Task set:
A. According to the text on distributed practice, what is the problem with concentrated practice?
B. Write a continuation of the text on distributed practice, picking up after its final sentence.

If you have ever pulled an all-nighter to cram for a big test or taken a day-long training, only to never revisit that content again, you have experienced concentrated practice. The problem with this method is that there is not enough time for your brain to transfer learning from short-term to long-term memory. Instead, neuroscience researchers have found that in order to form lasting memories, learners must repeat practice or study over extended periods of time in what’s called distributed practice.

Small chunks of learning, spaced out over time, reinforce memory networks as learners retrieve the material over and over again. Their brains begin to create stronger neural pathways that are easier to access, while implanting that information into long-term memory. This technique is especially important for learning a complex skill or information, as long as the focus is on the same skill throughout the process.

Distributed practice became more important when organizations shifted to remote work due to the COVID-19 pandemic. As an alternative to full-day, in-person training programs, organizations can use 30-minute weekly or bi-weekly virtual workshops, spread out of the course of a few weeks. Using distributed practice, these workshops can layer together complex skills and information over time. This approach can improve retention while eliminating the need to spend long days in the classroom.

(Excerpts from a dataset)
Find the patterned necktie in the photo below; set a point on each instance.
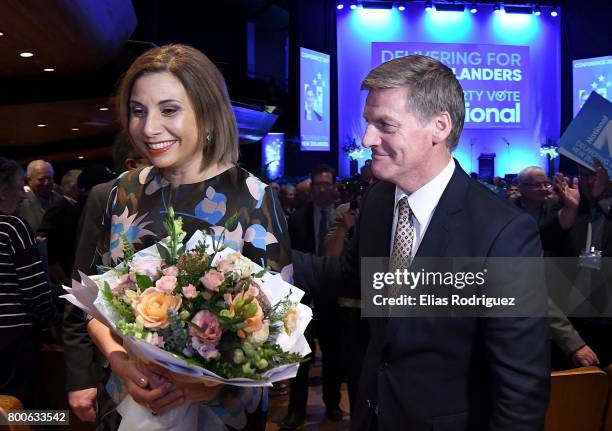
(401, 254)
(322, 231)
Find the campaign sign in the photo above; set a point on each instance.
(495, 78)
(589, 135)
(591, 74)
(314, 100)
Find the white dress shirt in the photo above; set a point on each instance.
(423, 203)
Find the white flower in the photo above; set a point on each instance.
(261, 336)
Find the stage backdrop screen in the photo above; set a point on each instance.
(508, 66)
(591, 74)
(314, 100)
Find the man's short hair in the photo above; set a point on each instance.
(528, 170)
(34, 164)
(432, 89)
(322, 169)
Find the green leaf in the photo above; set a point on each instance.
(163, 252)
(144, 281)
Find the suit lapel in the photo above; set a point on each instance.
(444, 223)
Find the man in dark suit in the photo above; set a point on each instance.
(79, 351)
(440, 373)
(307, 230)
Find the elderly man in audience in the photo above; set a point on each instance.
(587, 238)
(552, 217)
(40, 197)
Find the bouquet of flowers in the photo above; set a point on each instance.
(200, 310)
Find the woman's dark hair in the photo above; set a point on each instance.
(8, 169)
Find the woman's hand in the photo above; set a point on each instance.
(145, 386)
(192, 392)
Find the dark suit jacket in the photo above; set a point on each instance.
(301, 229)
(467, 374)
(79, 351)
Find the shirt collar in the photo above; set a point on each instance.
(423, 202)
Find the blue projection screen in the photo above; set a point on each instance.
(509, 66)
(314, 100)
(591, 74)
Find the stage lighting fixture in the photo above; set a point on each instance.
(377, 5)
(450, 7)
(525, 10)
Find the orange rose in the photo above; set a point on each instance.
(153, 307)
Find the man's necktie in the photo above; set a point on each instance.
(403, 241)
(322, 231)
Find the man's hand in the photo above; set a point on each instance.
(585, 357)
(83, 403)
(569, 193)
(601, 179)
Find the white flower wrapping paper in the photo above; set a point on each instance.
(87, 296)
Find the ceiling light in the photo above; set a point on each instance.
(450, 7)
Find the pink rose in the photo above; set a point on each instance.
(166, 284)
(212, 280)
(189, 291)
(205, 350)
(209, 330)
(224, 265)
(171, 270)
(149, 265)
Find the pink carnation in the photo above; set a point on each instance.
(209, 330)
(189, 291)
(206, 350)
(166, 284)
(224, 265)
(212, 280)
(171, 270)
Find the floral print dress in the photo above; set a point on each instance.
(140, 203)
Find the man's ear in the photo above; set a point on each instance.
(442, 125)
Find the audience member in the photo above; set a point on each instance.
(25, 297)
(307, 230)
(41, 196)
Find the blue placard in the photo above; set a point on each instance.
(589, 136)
==
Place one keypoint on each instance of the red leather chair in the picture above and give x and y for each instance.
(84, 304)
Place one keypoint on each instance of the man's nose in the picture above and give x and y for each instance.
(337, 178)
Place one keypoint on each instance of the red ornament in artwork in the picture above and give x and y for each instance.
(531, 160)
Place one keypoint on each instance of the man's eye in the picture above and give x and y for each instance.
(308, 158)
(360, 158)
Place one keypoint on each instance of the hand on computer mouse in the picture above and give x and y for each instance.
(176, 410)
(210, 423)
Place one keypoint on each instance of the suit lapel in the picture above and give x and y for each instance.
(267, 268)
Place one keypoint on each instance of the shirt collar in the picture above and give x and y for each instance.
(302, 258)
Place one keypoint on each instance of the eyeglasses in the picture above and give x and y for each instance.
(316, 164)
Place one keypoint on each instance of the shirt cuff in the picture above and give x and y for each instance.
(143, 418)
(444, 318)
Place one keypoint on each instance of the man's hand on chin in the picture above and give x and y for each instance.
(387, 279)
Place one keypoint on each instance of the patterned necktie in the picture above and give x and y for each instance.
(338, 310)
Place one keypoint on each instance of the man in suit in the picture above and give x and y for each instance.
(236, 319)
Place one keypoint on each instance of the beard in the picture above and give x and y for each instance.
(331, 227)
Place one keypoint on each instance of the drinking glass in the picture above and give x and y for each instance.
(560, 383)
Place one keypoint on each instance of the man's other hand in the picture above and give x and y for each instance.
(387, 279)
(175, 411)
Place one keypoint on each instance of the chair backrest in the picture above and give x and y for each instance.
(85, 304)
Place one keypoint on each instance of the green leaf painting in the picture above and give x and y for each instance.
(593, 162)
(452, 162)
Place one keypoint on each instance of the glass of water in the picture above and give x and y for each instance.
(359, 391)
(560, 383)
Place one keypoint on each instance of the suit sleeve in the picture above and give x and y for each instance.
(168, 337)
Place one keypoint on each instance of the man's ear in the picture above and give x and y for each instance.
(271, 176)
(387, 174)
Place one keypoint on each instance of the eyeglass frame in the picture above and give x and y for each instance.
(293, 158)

Activity answers:
A. There is not enough time for the brain to transfer learning from short-term to long-term memory.

B.
Another fun way to use distributed practice is through the use of polls or quizzes at the start of a meeting to help learners recall information that they learned in a previous training session. Most webinar software allows the use of polls or quizzes, and they increase both engagement and retention. It is the continuous recall of information that helps create the neural pathways in the brain and moves knowledge or skills to long-term memory.

If a traditional curriculum is part of the instructional strategy, one way to integrate distributed practice is to spend 10 to 15 minutes at the beginning of every lesson reviewing the previous lesson. It is also beneficial to use this premise throughout the course of a lesson by asking learners frequently to recall what they learned earlier or by layering information. This can happen virtually throughout an eLearning course or during a live online workshop or webinar. Any technique that allows for spaced learning moments, which learners then use to recall the same or similar information over time, will help move knowledge and skills into long-term memory.

Distributed practice is one of many learning strategies that are backed by neuroscience; however, it is also one the easiest to apply, with great results for learning retention. When used properly, it enables learners to transfer their new knowledge and skills to long-term memory and easily recall them time and time again. As time goes on, more of the tried and true methods of tenured educators and instructional designers will become backed by neuroscience research, bridging the gap between science and real-life application.